> [BRIEF] Report every line in the listing below that holds the string "black", matching case exactly.

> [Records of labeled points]

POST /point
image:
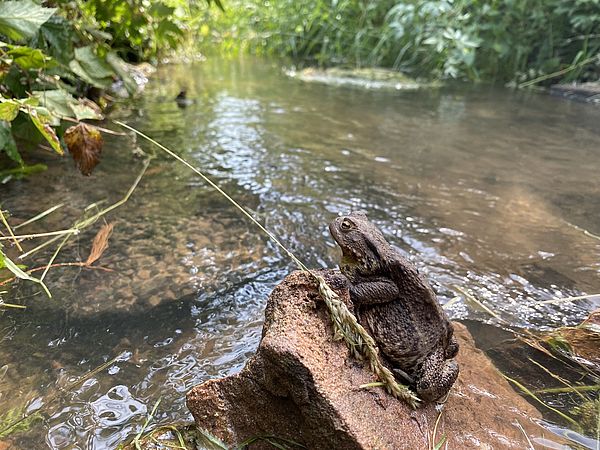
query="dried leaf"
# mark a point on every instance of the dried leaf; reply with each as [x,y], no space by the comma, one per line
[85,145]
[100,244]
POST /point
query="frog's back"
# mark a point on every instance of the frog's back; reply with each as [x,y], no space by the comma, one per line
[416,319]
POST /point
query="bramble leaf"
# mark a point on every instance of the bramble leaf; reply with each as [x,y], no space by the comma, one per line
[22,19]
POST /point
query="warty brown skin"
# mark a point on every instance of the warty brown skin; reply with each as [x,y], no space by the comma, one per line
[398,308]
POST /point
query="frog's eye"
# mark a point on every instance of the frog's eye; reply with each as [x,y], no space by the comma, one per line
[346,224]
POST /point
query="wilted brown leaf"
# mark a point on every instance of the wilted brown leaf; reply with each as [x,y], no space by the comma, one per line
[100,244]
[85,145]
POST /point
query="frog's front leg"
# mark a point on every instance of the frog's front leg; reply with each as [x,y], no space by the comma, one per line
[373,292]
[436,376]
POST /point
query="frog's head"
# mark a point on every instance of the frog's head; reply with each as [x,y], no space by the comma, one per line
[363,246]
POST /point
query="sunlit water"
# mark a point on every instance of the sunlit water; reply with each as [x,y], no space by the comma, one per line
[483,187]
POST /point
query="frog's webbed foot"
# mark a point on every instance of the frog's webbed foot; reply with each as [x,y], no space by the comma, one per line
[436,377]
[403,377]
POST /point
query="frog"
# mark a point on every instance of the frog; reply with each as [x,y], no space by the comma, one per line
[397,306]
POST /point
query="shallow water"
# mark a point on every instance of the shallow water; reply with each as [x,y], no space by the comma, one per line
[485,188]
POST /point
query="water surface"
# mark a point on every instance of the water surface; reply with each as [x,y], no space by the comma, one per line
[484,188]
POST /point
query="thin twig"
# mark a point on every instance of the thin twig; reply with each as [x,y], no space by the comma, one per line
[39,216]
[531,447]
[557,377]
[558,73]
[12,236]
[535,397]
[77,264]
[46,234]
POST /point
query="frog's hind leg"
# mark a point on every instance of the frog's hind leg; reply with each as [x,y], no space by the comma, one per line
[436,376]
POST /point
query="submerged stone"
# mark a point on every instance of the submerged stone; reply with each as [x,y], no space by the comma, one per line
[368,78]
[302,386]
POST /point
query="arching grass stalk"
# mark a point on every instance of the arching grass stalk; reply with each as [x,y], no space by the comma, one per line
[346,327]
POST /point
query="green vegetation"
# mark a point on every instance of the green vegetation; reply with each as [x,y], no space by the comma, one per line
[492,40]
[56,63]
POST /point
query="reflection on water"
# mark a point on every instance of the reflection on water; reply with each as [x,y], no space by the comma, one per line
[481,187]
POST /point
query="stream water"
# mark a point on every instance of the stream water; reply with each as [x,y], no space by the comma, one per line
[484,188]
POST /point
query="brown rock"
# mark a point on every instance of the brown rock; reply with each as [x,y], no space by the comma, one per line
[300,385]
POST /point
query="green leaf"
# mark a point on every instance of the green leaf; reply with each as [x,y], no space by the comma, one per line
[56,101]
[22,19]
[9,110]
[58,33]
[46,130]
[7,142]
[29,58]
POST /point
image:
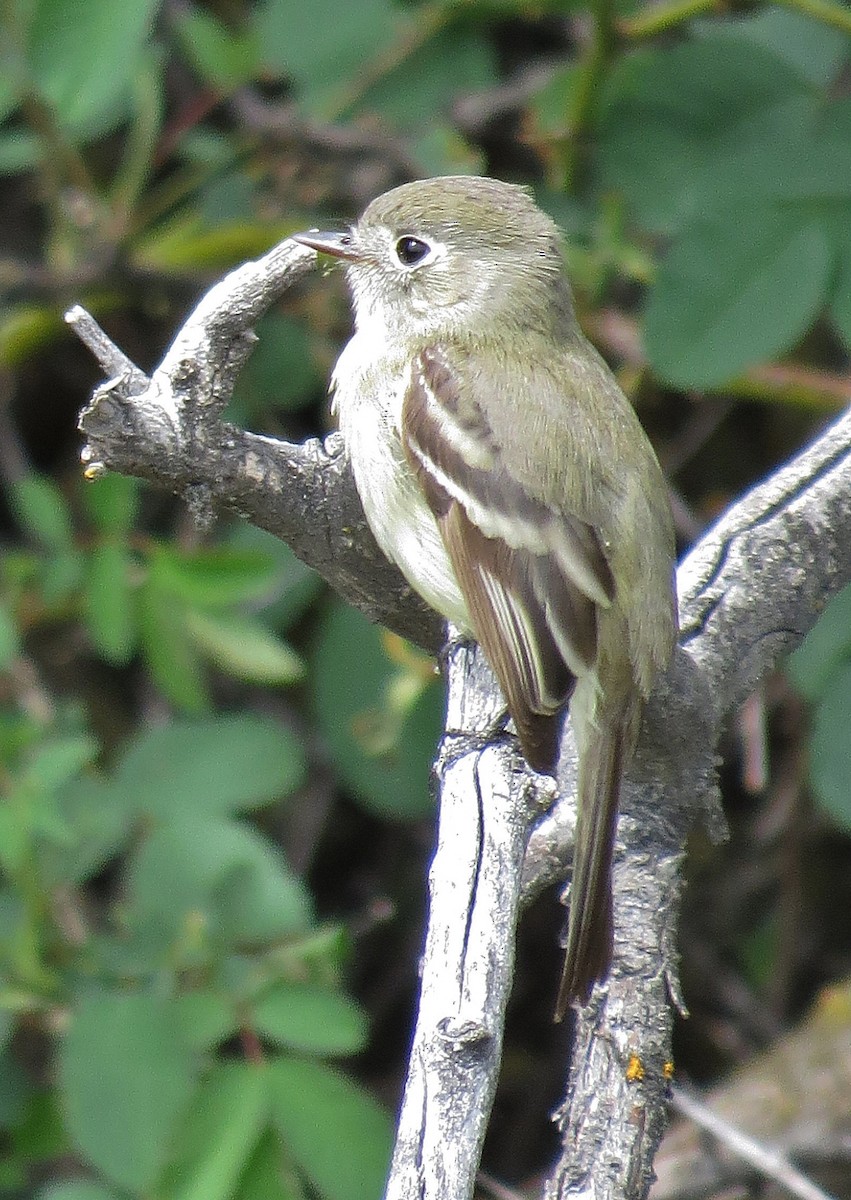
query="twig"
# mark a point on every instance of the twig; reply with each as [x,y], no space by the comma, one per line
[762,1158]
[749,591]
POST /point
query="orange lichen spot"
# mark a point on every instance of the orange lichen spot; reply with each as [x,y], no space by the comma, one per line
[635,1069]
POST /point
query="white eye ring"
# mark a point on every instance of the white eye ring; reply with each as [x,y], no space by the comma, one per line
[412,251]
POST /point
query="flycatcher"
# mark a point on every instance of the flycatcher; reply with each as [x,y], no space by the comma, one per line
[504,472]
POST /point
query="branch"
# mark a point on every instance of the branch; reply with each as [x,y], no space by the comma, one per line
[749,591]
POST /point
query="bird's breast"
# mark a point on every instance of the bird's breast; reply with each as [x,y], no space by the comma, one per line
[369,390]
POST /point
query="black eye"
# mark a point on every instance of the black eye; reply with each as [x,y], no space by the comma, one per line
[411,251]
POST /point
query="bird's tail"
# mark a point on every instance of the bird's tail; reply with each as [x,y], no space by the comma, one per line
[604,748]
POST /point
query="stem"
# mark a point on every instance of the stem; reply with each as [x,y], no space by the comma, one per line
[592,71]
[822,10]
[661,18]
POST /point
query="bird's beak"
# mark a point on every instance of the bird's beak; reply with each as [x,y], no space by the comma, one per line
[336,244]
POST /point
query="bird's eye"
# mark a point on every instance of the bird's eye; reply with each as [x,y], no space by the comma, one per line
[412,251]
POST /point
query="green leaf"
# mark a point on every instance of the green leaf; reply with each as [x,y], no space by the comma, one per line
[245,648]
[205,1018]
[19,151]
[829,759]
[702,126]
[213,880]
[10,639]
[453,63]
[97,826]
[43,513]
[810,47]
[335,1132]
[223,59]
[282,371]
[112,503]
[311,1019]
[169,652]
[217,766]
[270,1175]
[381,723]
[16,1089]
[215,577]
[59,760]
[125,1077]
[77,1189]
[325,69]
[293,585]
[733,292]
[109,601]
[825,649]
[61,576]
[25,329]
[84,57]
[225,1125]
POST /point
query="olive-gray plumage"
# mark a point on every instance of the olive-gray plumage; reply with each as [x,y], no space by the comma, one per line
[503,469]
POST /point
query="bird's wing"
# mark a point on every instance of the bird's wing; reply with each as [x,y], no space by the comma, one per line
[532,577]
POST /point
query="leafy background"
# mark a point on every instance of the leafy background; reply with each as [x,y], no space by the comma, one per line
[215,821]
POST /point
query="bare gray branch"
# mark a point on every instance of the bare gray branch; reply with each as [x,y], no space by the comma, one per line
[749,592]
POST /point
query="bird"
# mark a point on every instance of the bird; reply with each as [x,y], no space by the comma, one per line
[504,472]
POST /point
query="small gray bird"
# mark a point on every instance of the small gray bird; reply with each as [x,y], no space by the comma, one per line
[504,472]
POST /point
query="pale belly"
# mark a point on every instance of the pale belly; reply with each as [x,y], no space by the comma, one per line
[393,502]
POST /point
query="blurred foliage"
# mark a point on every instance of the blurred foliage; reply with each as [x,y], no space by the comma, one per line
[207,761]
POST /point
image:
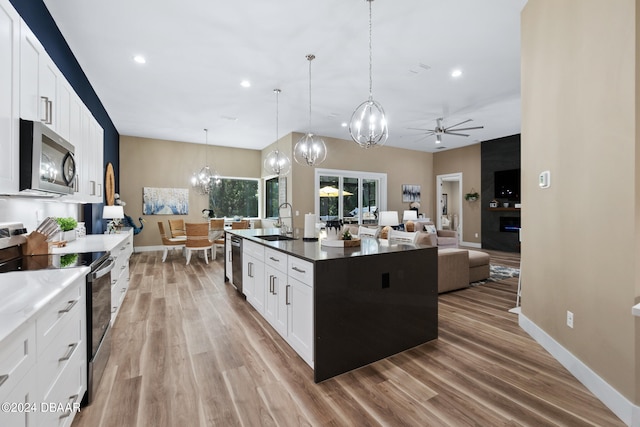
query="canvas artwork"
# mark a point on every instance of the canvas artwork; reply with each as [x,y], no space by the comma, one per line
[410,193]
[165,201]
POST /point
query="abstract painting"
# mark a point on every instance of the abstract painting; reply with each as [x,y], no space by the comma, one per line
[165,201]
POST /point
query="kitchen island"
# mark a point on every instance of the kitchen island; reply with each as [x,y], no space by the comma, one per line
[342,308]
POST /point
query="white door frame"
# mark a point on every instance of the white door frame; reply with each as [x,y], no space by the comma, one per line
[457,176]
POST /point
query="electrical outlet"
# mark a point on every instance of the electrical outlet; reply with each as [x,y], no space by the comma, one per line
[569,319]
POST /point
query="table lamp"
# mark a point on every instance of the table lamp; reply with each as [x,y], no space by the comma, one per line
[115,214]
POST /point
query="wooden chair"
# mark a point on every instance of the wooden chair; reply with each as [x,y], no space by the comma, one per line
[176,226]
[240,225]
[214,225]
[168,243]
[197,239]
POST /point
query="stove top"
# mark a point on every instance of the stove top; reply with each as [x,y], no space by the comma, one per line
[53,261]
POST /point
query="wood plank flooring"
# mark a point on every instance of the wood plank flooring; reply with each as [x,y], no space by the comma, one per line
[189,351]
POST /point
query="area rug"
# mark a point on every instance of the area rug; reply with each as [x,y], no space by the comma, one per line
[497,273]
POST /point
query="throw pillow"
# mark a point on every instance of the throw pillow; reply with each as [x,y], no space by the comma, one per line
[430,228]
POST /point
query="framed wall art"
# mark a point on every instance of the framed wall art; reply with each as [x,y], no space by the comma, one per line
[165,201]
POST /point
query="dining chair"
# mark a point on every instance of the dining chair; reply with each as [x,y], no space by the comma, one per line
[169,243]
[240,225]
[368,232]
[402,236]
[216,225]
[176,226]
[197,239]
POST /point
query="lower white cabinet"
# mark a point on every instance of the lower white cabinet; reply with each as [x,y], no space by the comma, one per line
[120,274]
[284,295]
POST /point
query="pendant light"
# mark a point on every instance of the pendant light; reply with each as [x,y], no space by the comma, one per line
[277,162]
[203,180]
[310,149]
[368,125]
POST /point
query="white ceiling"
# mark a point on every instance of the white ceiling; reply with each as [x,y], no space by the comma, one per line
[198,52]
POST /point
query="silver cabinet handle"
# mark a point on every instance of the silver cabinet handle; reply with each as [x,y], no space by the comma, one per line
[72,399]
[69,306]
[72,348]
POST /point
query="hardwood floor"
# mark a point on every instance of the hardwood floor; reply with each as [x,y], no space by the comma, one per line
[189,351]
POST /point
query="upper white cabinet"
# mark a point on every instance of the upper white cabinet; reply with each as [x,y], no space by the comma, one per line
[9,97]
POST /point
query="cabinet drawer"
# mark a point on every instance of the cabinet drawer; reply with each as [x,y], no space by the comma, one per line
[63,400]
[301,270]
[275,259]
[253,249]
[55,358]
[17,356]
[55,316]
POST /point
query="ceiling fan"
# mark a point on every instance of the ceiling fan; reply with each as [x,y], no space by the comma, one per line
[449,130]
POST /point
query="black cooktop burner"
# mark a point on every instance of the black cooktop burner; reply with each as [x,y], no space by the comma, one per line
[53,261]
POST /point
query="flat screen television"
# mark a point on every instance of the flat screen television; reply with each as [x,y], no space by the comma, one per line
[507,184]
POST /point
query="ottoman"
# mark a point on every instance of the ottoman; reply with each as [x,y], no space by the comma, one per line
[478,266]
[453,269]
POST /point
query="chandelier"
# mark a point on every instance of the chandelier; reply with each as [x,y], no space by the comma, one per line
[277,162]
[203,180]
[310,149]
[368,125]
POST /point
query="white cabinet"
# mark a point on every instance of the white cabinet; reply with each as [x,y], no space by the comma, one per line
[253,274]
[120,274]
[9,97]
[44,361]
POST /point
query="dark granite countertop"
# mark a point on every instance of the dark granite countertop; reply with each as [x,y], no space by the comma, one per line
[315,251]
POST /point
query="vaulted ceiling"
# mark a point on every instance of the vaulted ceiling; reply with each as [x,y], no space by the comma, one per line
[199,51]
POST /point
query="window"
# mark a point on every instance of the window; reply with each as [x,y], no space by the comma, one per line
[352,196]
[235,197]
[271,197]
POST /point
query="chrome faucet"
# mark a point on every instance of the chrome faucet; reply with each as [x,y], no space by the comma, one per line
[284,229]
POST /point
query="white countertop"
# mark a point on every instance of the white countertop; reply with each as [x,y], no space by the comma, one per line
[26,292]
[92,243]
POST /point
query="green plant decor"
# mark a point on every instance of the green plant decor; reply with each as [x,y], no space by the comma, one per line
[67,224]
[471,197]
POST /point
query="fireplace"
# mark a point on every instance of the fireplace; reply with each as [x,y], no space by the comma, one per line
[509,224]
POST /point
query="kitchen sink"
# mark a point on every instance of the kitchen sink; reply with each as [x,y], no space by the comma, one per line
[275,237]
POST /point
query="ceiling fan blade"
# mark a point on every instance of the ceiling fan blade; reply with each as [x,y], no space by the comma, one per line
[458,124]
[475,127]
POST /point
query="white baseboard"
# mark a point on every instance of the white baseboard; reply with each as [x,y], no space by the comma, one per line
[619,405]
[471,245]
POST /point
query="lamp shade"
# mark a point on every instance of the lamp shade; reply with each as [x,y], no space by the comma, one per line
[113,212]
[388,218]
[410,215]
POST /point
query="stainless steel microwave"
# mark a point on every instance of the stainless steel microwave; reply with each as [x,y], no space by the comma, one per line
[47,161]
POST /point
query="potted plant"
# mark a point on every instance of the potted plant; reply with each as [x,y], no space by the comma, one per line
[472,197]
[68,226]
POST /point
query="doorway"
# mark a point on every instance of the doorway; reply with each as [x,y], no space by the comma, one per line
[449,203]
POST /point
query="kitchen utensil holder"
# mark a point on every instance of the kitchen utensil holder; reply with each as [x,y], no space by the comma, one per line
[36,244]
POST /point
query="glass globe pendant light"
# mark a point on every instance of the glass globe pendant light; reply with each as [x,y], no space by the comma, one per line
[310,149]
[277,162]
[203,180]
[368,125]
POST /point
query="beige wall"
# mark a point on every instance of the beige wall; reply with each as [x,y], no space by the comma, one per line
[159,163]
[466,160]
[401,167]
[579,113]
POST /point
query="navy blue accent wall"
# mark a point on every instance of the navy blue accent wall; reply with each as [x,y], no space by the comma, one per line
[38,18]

> [EXERCISE RESULT]
query="black eye"
# mark a point on every instance of the black eye; reply with each as [x,y], no space by the comma, one per line
query="black cooktop burner"
# mark a point on every instance of the black cooktop burner; reply with each as [x,y], no space by the comma, one per line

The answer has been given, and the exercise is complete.